» AIM: Copy out each line in the items below that contains the string "leaf". Case counts.
— START OF EXERCISE DATA —
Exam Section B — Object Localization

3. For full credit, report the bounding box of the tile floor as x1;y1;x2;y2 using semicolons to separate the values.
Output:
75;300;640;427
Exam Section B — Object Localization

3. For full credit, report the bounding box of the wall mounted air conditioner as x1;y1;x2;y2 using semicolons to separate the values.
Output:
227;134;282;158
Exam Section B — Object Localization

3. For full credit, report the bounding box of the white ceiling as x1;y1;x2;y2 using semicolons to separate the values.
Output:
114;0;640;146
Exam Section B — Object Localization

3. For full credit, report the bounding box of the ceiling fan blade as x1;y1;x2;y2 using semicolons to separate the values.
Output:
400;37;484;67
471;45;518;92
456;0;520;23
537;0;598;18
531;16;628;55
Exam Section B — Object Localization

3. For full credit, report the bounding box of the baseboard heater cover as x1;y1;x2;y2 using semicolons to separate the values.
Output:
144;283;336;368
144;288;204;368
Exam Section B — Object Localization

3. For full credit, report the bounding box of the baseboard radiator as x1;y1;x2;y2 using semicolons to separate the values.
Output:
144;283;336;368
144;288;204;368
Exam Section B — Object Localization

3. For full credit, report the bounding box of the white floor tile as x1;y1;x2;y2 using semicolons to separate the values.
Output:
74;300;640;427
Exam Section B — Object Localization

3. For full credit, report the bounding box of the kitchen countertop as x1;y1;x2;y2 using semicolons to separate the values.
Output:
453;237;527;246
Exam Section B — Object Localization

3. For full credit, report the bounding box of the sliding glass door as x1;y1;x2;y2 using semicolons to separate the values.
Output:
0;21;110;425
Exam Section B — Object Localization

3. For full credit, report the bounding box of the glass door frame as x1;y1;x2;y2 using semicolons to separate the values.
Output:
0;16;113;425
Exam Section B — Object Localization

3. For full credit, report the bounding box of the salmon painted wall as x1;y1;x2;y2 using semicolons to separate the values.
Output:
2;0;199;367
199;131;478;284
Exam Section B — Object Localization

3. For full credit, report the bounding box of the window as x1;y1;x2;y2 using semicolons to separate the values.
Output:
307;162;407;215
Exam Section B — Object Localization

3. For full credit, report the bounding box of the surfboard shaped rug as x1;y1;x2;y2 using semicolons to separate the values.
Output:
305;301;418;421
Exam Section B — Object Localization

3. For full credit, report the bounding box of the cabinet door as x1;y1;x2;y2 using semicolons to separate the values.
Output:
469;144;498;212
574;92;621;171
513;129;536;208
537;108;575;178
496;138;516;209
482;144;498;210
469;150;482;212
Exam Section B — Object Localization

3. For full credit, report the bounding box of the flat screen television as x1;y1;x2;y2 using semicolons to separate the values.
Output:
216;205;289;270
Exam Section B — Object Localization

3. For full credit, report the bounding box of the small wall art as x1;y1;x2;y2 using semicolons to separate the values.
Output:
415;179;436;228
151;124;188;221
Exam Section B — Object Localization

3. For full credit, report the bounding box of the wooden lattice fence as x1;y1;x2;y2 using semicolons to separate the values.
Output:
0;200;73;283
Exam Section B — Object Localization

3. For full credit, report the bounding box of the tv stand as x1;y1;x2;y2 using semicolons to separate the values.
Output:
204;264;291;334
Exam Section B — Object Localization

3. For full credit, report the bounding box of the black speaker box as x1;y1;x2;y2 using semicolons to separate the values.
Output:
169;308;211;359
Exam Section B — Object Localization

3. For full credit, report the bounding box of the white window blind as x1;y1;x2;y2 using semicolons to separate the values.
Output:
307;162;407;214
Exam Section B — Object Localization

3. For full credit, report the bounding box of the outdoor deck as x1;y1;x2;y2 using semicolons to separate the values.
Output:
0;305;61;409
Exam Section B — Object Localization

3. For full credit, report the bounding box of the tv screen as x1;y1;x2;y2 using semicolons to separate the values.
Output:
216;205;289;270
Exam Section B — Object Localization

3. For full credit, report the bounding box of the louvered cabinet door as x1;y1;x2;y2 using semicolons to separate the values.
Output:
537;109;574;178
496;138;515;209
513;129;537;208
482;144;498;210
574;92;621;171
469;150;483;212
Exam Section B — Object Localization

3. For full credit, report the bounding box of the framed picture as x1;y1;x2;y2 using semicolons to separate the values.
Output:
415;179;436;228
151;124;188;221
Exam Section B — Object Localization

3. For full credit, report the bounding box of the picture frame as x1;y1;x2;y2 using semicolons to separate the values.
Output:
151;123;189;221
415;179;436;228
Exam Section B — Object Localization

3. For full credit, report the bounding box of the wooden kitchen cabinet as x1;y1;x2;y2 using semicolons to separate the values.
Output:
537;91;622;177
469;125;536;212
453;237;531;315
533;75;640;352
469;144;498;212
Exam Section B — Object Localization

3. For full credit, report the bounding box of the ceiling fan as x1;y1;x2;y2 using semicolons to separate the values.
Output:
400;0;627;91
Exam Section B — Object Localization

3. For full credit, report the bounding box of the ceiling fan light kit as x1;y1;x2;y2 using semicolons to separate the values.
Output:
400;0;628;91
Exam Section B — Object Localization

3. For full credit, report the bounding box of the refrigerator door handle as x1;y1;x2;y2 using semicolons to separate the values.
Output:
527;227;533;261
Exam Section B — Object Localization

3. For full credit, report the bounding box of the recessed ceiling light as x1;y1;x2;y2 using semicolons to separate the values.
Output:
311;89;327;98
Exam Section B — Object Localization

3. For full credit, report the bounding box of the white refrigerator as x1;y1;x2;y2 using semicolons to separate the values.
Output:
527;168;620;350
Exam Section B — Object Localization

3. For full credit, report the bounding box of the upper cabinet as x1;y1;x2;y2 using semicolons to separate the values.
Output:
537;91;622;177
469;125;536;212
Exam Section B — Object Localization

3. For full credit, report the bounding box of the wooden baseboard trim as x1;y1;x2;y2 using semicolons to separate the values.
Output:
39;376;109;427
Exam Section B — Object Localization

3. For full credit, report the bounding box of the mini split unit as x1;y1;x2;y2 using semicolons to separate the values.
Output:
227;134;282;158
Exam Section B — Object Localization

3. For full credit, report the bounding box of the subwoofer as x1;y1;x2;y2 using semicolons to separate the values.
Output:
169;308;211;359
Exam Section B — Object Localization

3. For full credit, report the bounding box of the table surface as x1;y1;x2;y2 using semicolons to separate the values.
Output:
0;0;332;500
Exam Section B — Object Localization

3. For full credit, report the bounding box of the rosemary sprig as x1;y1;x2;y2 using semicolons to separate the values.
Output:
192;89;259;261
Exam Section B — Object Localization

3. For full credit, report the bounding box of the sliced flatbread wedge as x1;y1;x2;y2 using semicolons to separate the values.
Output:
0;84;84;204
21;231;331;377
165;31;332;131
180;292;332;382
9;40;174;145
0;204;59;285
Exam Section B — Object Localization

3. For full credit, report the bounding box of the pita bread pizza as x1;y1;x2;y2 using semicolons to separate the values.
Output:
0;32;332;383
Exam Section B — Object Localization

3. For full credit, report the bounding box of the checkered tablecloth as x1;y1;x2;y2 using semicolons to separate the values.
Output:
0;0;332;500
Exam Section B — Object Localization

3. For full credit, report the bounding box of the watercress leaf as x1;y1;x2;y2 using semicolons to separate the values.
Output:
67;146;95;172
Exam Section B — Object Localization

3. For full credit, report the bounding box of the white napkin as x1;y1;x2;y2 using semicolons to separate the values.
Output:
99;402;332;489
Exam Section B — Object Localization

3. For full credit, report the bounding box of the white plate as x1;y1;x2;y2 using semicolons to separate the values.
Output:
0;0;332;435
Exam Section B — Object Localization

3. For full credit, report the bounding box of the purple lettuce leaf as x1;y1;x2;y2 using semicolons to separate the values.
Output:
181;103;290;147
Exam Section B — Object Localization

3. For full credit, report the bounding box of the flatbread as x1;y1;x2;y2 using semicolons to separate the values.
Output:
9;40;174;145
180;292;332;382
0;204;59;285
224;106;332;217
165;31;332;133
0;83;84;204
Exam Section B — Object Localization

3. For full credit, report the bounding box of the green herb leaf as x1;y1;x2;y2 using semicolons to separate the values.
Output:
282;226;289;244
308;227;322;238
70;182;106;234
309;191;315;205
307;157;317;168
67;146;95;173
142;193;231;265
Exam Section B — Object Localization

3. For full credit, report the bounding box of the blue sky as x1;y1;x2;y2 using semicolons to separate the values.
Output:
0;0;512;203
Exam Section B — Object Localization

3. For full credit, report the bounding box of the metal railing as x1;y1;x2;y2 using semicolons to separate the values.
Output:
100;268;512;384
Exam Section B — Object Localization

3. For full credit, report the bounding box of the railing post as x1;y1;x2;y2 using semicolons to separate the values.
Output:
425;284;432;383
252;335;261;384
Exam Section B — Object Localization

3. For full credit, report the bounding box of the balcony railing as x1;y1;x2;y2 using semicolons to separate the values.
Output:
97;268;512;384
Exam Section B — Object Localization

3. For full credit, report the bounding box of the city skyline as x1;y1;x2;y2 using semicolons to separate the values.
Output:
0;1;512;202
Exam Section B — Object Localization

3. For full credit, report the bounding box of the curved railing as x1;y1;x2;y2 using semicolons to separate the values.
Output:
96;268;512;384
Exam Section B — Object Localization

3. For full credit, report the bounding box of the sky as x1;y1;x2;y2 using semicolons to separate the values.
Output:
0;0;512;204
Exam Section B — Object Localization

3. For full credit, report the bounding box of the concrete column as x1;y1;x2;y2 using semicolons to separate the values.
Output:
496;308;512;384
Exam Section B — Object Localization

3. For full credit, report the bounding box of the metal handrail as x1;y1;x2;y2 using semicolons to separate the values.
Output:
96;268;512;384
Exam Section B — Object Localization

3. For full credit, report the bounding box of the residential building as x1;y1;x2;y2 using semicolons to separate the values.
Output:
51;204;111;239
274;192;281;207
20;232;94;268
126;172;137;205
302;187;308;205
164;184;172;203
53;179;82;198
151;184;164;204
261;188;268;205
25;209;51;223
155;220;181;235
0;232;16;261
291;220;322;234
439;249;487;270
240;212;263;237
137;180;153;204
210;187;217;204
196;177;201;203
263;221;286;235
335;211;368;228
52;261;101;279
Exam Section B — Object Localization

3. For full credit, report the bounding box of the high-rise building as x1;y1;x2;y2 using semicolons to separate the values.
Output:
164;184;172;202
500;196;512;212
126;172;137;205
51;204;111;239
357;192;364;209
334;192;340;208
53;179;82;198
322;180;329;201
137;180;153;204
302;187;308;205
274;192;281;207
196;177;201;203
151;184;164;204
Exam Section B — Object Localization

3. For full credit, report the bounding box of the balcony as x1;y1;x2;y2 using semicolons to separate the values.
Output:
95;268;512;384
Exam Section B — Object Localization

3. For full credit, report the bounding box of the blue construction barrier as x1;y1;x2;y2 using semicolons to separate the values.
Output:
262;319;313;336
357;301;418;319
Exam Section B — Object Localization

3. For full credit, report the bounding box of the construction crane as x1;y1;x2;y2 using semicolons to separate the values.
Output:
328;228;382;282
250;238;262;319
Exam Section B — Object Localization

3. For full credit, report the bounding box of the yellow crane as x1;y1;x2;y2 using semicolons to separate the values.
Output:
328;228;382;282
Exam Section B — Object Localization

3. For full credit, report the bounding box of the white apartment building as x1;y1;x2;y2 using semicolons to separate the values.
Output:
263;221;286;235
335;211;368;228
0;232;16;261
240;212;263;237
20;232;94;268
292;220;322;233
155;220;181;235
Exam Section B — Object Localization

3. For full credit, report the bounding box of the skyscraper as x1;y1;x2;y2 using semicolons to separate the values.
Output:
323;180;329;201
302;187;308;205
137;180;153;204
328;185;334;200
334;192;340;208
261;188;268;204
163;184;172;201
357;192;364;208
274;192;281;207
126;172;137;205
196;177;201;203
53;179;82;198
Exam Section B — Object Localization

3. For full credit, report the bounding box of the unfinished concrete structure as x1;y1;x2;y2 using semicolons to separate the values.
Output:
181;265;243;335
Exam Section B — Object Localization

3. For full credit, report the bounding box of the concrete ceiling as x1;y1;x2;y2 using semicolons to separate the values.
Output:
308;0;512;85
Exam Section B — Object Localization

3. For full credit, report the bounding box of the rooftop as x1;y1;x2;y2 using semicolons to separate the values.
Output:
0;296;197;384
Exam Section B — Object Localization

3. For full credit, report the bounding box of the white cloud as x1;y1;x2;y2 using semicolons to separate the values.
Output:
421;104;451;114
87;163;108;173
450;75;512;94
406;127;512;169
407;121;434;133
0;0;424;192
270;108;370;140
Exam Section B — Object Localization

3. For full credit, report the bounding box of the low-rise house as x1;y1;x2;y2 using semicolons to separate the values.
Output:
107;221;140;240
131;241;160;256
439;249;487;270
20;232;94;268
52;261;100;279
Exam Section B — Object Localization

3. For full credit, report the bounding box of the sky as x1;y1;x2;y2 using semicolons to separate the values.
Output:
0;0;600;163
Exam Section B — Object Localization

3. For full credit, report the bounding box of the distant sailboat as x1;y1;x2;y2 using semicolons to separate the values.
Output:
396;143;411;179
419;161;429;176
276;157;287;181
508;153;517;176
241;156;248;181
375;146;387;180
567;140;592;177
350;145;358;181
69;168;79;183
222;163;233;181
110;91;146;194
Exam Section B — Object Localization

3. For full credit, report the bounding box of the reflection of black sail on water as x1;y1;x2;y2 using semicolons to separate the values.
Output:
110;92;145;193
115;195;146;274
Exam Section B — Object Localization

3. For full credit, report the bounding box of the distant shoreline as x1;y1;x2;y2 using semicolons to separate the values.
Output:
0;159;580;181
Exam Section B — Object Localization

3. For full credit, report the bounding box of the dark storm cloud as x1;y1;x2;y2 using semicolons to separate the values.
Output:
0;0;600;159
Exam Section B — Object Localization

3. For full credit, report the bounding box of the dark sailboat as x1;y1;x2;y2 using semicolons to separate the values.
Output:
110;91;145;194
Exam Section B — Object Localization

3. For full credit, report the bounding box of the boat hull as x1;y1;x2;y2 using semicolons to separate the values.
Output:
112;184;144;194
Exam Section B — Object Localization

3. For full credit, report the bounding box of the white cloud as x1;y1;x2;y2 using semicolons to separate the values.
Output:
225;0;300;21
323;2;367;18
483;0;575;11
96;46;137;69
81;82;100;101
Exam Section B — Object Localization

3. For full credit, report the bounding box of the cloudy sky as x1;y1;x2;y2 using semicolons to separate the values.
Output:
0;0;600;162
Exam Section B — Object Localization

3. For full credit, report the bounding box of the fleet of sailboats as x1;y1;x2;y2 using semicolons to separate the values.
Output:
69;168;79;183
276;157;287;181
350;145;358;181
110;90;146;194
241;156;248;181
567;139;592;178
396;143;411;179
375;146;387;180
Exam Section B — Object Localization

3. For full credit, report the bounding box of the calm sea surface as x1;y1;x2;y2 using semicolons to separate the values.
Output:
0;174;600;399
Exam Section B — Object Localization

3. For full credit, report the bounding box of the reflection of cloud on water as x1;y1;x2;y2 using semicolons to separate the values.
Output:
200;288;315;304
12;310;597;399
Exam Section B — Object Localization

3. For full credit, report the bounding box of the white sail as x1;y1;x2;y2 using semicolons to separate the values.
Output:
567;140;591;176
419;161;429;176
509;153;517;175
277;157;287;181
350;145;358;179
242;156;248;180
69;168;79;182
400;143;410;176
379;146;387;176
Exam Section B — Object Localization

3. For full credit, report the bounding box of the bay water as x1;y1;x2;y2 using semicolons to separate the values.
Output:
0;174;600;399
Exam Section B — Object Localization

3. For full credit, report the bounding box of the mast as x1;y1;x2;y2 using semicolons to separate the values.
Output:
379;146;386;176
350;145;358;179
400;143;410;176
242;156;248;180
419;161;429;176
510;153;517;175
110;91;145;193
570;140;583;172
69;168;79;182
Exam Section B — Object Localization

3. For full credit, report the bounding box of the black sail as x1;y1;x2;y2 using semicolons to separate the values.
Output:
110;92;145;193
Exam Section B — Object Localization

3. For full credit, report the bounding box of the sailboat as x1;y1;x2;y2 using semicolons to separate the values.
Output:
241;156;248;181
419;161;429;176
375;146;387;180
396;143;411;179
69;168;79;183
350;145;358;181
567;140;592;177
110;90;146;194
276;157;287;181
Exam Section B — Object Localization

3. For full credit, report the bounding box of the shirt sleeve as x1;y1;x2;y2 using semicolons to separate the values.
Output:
— END OF EXERCISE DATA —
» TASK SOLUTION:
3. For full credit, report the bounding box of the watercress leaf as x1;y1;x2;y2 using semicolons to separate the values.
3. For full credit, report the bounding box of the purple lettuce leaf as x1;y1;x2;y2 using semicolons to separate the values.
3. For full credit, report the bounding box of the green herb leaf as x1;y1;x2;y2 using semicolons to separate the values.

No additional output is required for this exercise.